RECORD EXTRACTS
-- BEGIN --

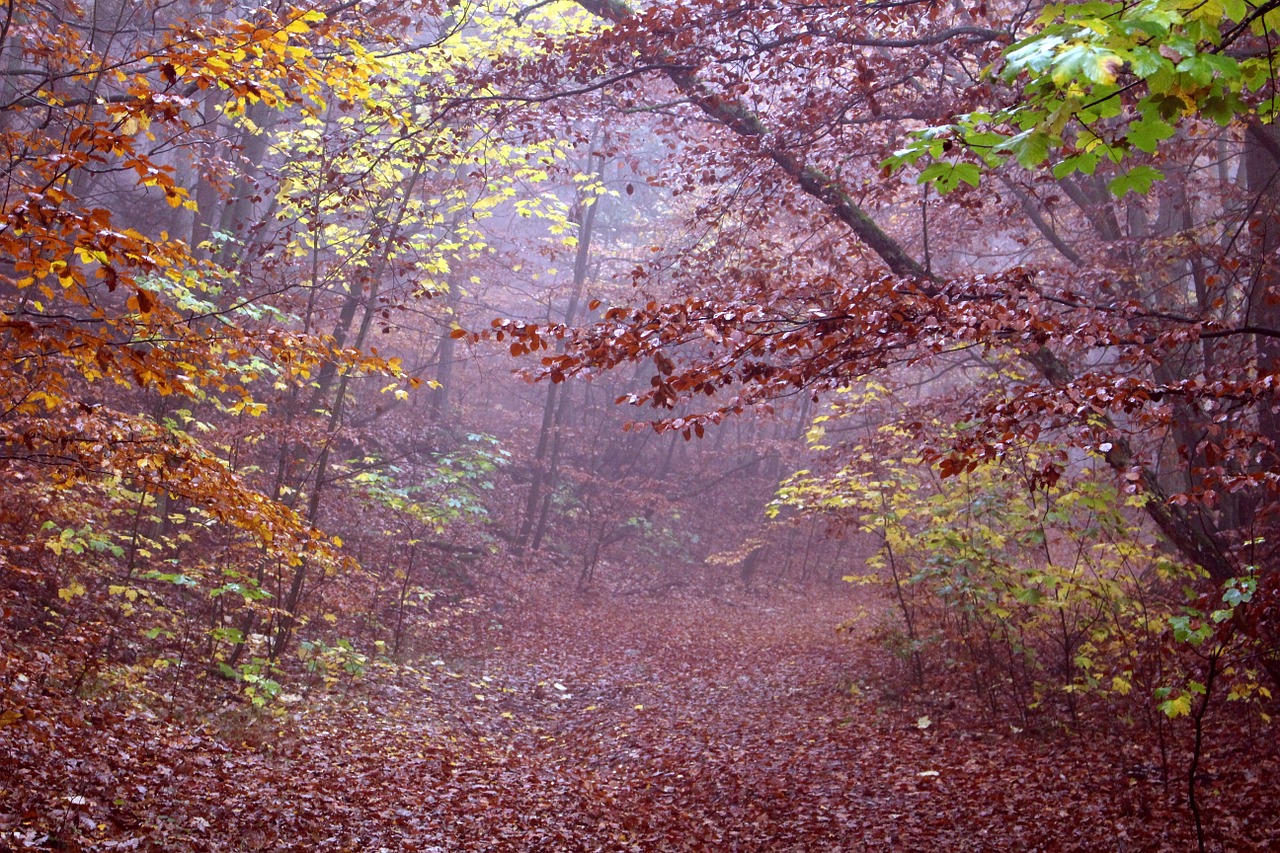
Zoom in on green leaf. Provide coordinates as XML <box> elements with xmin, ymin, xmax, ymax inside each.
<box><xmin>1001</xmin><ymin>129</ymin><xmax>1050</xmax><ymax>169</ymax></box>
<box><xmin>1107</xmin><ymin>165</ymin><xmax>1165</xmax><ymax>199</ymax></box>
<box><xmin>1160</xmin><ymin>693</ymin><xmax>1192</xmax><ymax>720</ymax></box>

-- END --
-- BEGIN --

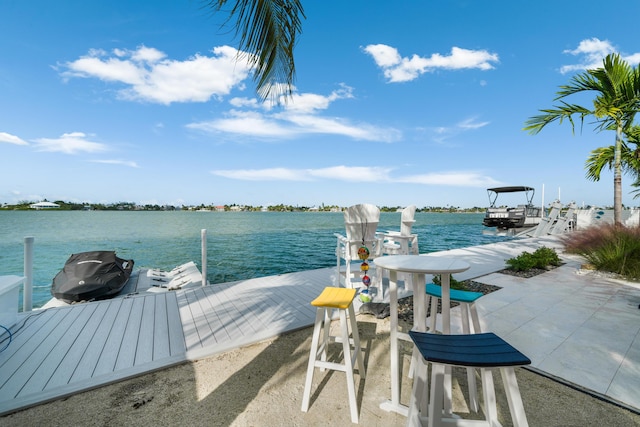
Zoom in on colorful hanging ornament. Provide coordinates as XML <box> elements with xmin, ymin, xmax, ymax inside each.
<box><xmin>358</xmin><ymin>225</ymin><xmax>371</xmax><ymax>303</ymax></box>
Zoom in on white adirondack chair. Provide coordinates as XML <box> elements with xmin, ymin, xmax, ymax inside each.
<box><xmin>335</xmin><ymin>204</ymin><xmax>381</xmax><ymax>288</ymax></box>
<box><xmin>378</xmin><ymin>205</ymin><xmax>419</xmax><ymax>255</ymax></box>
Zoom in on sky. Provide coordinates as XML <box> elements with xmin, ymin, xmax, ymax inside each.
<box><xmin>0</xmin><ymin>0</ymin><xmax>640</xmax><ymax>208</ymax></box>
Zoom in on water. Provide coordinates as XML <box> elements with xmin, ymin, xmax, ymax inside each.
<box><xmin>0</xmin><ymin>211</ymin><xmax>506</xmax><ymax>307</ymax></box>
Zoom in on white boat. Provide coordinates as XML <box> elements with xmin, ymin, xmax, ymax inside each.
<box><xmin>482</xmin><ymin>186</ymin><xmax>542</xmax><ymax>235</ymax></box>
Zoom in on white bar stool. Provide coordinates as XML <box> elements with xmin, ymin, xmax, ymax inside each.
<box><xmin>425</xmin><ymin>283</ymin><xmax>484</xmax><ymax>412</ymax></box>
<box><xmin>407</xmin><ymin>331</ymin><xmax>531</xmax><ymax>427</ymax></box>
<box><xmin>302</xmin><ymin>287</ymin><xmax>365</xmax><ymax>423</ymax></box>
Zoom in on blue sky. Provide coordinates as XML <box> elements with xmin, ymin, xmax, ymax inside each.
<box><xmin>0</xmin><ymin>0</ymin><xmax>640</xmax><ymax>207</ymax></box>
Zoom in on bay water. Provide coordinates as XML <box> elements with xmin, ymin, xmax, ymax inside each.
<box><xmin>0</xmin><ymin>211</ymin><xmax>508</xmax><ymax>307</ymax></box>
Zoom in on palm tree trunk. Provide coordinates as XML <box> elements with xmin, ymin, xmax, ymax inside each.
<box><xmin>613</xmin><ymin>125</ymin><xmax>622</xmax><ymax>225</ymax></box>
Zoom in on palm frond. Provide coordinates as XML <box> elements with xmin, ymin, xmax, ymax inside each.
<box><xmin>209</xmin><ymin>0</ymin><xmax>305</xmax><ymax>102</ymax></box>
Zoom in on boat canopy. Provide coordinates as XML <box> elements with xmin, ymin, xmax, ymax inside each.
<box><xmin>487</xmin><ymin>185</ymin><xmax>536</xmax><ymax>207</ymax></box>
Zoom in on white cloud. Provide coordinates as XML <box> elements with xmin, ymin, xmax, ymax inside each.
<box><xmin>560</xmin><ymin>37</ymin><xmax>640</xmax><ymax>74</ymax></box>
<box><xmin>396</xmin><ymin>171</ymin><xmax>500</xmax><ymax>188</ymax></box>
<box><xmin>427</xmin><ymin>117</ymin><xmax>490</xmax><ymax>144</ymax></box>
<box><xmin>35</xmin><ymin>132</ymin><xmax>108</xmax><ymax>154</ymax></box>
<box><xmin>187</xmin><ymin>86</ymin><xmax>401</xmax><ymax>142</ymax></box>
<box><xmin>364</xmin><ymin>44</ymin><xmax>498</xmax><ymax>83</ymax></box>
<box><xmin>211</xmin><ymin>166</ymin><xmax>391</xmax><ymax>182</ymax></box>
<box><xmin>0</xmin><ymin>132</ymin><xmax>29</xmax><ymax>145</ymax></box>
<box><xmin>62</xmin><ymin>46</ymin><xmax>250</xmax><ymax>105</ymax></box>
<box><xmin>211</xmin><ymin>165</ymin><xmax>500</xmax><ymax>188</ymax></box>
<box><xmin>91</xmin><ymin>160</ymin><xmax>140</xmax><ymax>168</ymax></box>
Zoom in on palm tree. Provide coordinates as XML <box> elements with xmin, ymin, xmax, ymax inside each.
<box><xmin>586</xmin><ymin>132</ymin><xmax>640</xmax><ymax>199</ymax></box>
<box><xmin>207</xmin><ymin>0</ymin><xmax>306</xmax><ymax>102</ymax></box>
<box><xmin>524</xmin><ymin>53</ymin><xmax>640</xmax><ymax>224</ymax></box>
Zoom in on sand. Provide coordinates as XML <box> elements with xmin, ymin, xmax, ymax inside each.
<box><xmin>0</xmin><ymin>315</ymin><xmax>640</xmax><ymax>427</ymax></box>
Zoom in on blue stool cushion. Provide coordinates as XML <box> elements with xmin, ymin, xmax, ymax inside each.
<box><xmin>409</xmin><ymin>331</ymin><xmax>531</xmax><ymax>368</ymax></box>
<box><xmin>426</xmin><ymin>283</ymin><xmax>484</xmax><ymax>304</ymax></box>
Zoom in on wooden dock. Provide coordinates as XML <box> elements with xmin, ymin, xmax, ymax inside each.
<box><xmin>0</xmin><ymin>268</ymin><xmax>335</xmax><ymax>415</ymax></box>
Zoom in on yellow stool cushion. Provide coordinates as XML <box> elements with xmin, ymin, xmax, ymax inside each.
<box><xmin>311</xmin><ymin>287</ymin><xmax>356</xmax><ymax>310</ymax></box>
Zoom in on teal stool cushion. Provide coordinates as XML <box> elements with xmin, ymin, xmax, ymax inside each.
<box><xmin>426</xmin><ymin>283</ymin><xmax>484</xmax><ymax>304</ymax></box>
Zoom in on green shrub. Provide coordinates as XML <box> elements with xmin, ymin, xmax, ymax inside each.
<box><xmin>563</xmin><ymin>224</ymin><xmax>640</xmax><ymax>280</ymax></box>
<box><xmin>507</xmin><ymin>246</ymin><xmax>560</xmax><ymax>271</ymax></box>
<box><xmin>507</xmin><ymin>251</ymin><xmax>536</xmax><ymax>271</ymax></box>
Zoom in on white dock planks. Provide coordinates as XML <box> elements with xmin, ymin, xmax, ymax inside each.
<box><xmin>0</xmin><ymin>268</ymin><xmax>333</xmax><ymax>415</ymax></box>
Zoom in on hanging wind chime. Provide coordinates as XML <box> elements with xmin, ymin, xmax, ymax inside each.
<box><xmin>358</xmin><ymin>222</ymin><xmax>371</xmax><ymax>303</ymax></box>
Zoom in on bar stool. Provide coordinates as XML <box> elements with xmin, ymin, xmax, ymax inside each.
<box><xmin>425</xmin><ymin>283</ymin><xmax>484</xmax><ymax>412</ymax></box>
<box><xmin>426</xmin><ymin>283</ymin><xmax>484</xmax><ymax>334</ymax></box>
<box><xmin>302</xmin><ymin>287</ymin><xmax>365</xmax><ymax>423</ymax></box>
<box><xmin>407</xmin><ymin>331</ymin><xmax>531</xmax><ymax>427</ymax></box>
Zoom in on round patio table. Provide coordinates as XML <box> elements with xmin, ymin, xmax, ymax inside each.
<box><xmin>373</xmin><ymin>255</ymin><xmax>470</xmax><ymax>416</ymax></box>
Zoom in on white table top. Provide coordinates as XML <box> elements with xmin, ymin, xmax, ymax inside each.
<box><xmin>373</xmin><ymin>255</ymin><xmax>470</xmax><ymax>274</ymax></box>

-- END --
-- BEGIN --

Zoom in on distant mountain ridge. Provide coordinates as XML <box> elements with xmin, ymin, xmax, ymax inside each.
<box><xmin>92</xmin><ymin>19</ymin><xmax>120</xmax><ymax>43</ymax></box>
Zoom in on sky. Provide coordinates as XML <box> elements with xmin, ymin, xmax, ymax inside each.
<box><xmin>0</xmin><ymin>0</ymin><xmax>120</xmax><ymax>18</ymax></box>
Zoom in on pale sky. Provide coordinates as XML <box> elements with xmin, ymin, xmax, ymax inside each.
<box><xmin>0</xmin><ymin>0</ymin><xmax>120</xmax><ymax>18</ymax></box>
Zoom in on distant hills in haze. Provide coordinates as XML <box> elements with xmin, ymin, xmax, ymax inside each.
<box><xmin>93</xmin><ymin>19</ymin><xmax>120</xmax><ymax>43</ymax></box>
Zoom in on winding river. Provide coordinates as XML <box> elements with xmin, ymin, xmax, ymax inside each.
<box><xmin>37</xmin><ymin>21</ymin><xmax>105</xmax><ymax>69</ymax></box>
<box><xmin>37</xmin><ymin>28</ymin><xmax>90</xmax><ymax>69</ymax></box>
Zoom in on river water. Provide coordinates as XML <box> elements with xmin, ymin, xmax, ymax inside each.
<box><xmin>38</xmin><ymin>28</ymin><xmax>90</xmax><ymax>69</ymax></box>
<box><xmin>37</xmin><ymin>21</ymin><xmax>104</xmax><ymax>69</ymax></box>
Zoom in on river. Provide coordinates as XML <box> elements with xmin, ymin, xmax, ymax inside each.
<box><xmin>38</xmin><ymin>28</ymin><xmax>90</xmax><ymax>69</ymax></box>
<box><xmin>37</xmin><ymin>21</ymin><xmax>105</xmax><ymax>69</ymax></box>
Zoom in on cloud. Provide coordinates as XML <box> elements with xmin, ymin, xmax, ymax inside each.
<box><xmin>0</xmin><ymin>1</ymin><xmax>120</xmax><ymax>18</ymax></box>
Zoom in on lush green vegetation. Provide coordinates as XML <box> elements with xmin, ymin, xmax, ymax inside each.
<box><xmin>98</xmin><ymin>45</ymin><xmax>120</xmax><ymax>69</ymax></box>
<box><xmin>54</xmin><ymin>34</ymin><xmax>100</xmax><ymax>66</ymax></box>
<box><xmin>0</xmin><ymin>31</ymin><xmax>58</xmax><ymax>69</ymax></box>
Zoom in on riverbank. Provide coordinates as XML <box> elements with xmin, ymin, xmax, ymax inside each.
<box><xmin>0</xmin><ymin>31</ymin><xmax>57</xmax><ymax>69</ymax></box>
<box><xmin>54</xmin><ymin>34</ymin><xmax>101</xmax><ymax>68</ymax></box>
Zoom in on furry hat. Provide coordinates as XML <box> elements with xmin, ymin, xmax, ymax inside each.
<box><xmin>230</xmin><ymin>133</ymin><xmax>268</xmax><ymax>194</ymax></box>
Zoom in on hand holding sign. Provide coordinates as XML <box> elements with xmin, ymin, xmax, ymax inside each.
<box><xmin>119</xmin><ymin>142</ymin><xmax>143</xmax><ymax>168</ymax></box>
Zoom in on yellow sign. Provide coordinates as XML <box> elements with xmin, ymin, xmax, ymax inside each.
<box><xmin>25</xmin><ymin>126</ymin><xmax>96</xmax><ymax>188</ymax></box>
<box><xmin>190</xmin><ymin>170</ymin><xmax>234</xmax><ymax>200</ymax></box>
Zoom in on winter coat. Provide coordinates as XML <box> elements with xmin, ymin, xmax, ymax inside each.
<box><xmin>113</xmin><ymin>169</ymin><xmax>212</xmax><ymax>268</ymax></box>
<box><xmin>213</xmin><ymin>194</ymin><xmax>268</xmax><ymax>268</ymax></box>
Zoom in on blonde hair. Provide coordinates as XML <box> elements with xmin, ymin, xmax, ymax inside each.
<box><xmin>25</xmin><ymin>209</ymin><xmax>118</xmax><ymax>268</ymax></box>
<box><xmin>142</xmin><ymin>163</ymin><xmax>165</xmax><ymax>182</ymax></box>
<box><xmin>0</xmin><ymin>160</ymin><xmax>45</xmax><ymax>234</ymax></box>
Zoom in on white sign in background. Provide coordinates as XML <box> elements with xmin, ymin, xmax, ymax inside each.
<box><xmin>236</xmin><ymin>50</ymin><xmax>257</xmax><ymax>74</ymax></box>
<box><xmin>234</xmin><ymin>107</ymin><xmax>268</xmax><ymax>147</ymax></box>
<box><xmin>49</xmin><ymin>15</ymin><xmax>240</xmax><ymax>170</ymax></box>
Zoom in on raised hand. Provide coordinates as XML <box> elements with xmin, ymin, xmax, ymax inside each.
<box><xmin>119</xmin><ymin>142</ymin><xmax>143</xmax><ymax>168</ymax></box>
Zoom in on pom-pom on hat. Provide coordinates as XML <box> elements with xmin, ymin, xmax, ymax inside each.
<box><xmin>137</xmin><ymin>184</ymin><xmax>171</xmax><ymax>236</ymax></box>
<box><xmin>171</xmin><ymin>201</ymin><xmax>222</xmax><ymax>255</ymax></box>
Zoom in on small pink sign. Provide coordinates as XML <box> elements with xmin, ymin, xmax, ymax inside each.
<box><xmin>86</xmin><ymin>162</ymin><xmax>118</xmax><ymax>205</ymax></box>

-- END --

TO DO
Count the lines in the items above that contain the string "boat", treating uppercase and lowercase as different, and reply with the number alone.

WRITTEN RESPONSE
2